## TUS INSTRUCCIONES
Copia del fragmento sobre el instituto Milà i Fontanals, que aparece más abajo, el pasaje que va desde "Aquí, un puñado" hasta "lo dan vida.", ambos incluidos.

## FRAGMENTO SELECCIONADO
▼
Una muestra de los 500.000 chicos y chicas de origen extranjero que estudian en nuestro país. Diez veces más que hace 10 años. Y al alza. Más del 80% en la escuela pública. No siempre son bienvenidos en la concertada, aún monopolio de la Iglesia. A una manzana del Milà, las Escuelas Pías albergan un 10% de extranjeros. La obligatoriedad de la religión católica y el sobreprecio que hay que pagar suponen un freno para los inmigrantes. La mayoría acude a centros educativos estatales en los distritos más desfavorecidos de nuestro país. Barrios de aluvión migratorio. Como el Raval. Como el Milà.

Aquí, un puñado de profesores lucha por sacar adelante a alumnos que llegan a España sin conocer nuestra lengua, que nunca han asistido a una escuela, que jamás han convivido con personas del otro sexo. Lo consiguen a base de voluntad. Y de improvisación. No hay un método; la práctica. Inculcan conocimientos y también valores democráticos. Parten de menos cero. A veces superan el cinco. Un triunfo. No quieren que sus alumnos se conviertan en la mano de obra más barata de este país. "En este instituto, nunca hablamos de fracaso escolar", describe Carmen, profesora de literatura, 30 años en el Milà. "Si consigues que un chico sea respetuoso, alegre, abierto, participativo, no has fracasado".

Éste es el relato de una semana en el instituto Milà i Fontanals de Barcelona con las 640 personas que lo dan vida.
▲
## DATOS PROPORCIONADOS
▼
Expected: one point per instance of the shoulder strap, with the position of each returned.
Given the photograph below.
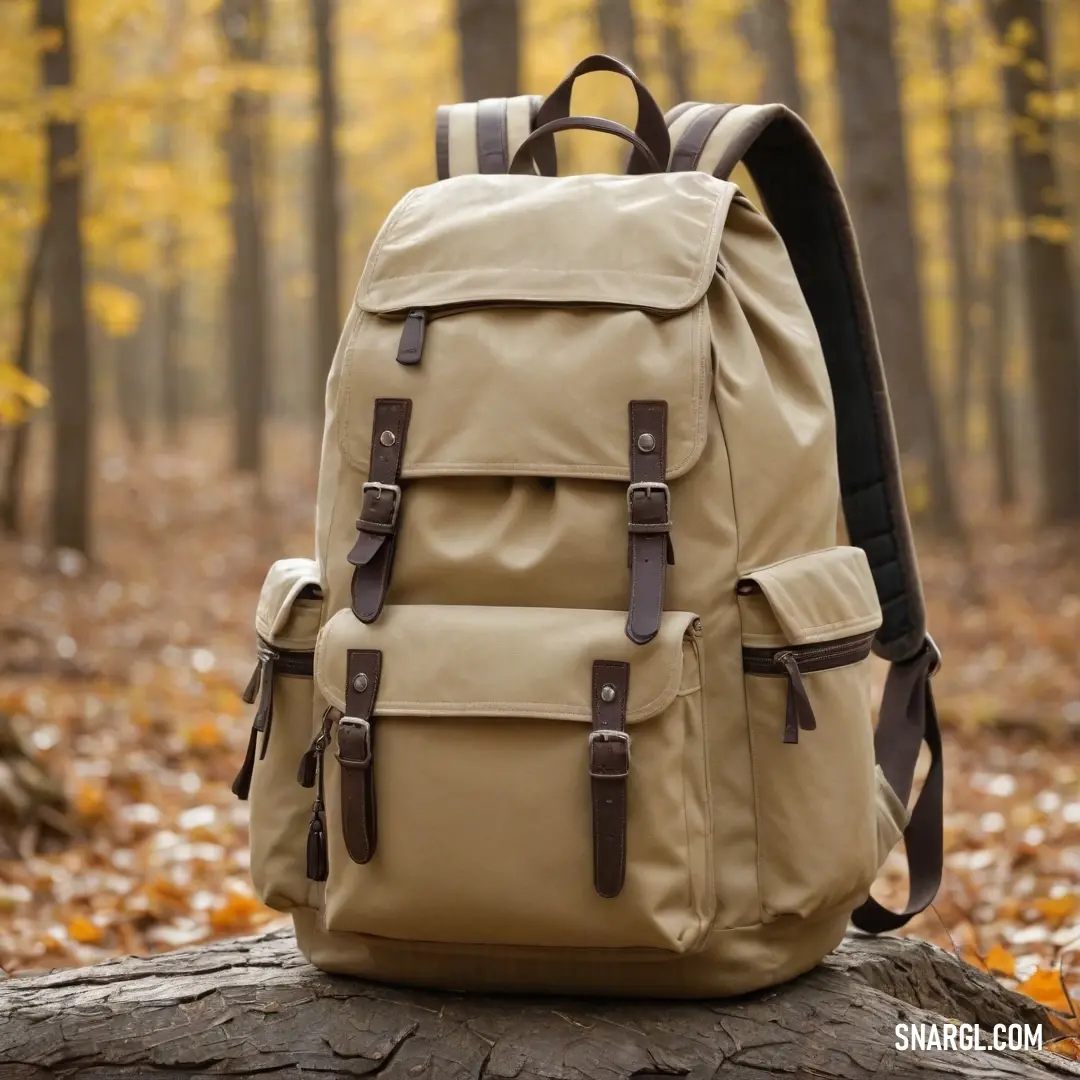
(482, 136)
(804, 201)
▲
## SOLUCIÓN PROPUESTA
Aquí, un puñado de profesores lucha por sacar adelante a alumnos que llegan a España sin conocer nuestra lengua, que nunca han asistido a una escuela, que jamás han convivido con personas del otro sexo. Lo consiguen a base de voluntad. Y de improvisación. No hay un método; la práctica. Inculcan conocimientos y también valores democráticos. Parten de menos cero. A veces superan el cinco. Un triunfo. No quieren que sus alumnos se conviertan en la mano de obra más barata de este país. "En este instituto, nunca hablamos de fracaso escolar", describe Carmen, profesora de literatura, 30 años en el Milà. "Si consigues que un chico sea respetuoso, alegre, abierto, participativo, no has fracasado".

Éste es el relato de una semana en el instituto Milà i Fontanals de Barcelona con las 640 personas que lo dan vida.